_REQUIRED WORK:_
1. Please list the three features the text on describing relationships uses to describe the overall pattern of a scatterplot.
2. According to the text on describing relationships, on which axis is the explanatory variable plotted?
3. Write what comes next in the text on describing relationships, following on from its final sentence.

_EXTRACT PROVIDED:_
--- begin ---
Describing Relationships [The Practice of Statistics- Chapter 3]
When we understand the relationship between two variables, we can use the value of one variable to help us make predictions about the other variable.
Most statistical studies examine data on more than one variable. The analysis of multi-variable data builds on the foundation of single-variable processes.
When interpreting data:
Plot the data, then add numerical summaries
Look for overall patterns and departures from those patterns
When there’s a regular overall pattern, use a simplified model to describe it
A response variable measures an outcome of a study. An explanatory variable may help explain or predict changes in a response variable. It’s easiest to identify explanatory and response variables when we specify values.
In many studies, the goal is to show that changes in one or more explanatory variables actually cause changes in a response variable.
The most useful graph for displaying the relationship between two variables is a scatterplot. The explanatory variable is plotted on the x-axis while the response variable is plotted on the y-axis. Because of this, the explanatory variable is usually referred to as x, and the response variable is referred to as y.
A scatterplot shows the relationship between two quantitative variables measured on the same individuals. The values of one variable appear on the horizontal axis, and the values of the other variable appear on the vertical axis. Each individual in the data appears as a point in the graph.
Decide which variable should go on each axis
Label and scale your axes
Plot individual data values
To describe a scatterplot, follow the basic strategies of data analysis: look for patterns and important departures from those patterns.
You can describe the overall pattern of a scatterplot by the direction, form, and strength of the relationship
An important kind of departure is an outlier, an individual value that falls outside the overall pattern of the relationship
Two variables have a positive association when above-average values of one tend to accompany above-average values of the other and when below-average values also tend to occur together.
--- end ---
_DATASET:_
--- begin ---
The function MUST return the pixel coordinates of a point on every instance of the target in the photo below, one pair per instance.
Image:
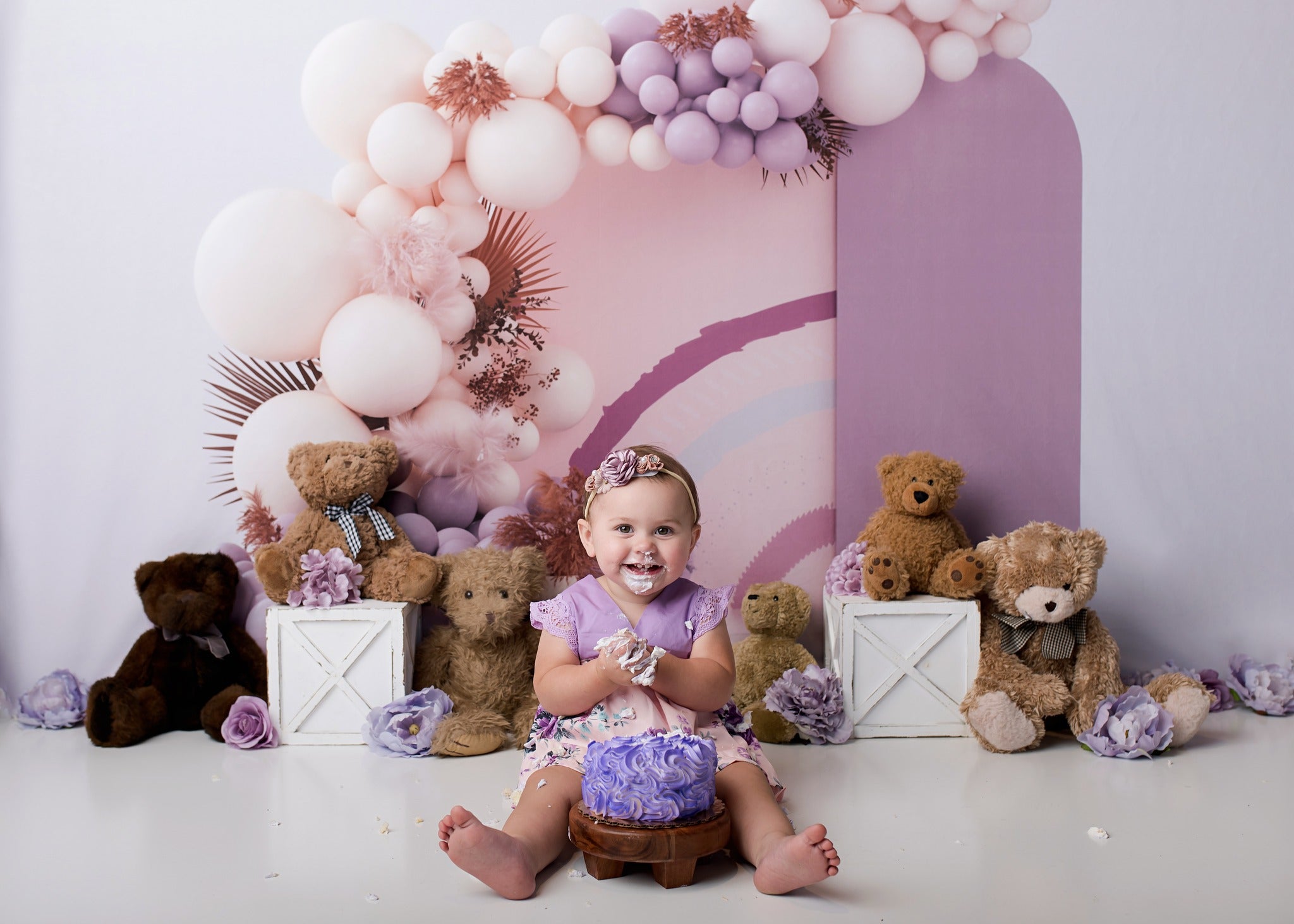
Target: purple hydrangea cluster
(329, 580)
(845, 572)
(249, 725)
(56, 702)
(813, 702)
(1267, 689)
(406, 728)
(1128, 725)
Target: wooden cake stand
(672, 849)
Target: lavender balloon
(737, 145)
(658, 93)
(732, 56)
(696, 74)
(794, 86)
(691, 138)
(628, 28)
(644, 60)
(780, 148)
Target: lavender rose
(404, 728)
(1128, 725)
(56, 702)
(1267, 689)
(813, 702)
(249, 725)
(330, 580)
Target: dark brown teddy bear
(914, 543)
(188, 671)
(775, 614)
(486, 657)
(339, 482)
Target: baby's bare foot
(497, 860)
(797, 860)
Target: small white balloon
(574, 30)
(384, 208)
(411, 145)
(531, 71)
(479, 35)
(353, 183)
(607, 140)
(953, 56)
(586, 75)
(456, 187)
(468, 227)
(648, 149)
(1011, 39)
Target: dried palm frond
(470, 90)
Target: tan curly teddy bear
(484, 659)
(1043, 652)
(914, 543)
(341, 482)
(775, 614)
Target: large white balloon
(873, 70)
(790, 30)
(356, 73)
(381, 355)
(409, 145)
(567, 400)
(526, 155)
(274, 267)
(274, 429)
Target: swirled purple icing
(650, 778)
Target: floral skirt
(560, 741)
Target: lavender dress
(585, 614)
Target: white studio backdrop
(124, 128)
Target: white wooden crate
(328, 668)
(905, 666)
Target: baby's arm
(567, 688)
(704, 681)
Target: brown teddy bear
(1043, 654)
(188, 671)
(339, 482)
(484, 659)
(775, 614)
(914, 543)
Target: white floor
(181, 829)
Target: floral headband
(623, 466)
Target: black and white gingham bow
(344, 518)
(1059, 639)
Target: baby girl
(641, 523)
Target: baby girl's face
(642, 534)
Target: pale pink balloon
(873, 70)
(524, 157)
(274, 429)
(381, 355)
(411, 145)
(384, 208)
(274, 267)
(356, 73)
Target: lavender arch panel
(959, 234)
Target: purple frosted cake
(650, 779)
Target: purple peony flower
(330, 580)
(813, 702)
(1128, 725)
(1267, 689)
(249, 725)
(404, 728)
(845, 572)
(56, 702)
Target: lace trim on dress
(712, 608)
(555, 618)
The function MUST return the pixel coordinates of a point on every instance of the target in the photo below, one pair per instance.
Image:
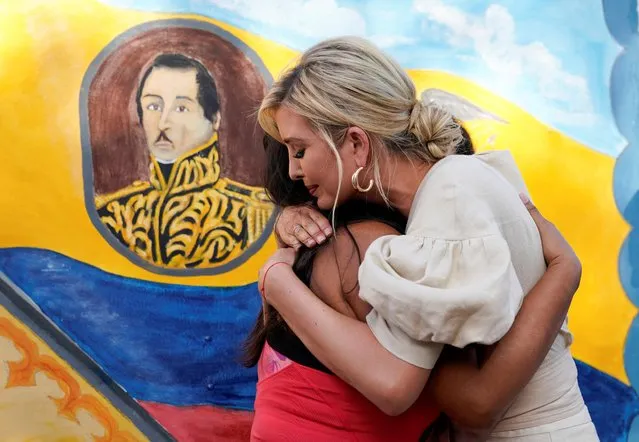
--- end ---
_ANSWERS PER TASK:_
1. Direction, form, and strength

2. The x-axis

3.
Two variables have a negative association when above-average values of one tend to accompany below-average values of the other.
IMPORTANT: Not all relationships have a clear direction that we can describe as a positive or negative association.
Linear relationships are particularly important because a straight line is a common pattern in scatterplots. A linear relationship is strong if the points lie close to a straight line and weak if they’re widely scattered about the line. Since our eyes aren’t good judges of how strong a linear relationship is, we use the numerical measure correlation (r) to supplement the graph.
The correlation r measures the direction and strength of the linear relationship between two quantitative variables.
The correlation r is always a number between −1 and 1. Correlation indicates the direction of a linear relationship by its sign: r > 0 for a positive association and r < 0 for a negative association. Values of r near 0 indicate a very weak linear relationship. The strength of the linear relationship increases as r moves away from 0 toward either −1 or 1. The extreme values r = −1 and r = 1 occur only in the case of a perfect linear relationship, when the points lie exactly along a straight line.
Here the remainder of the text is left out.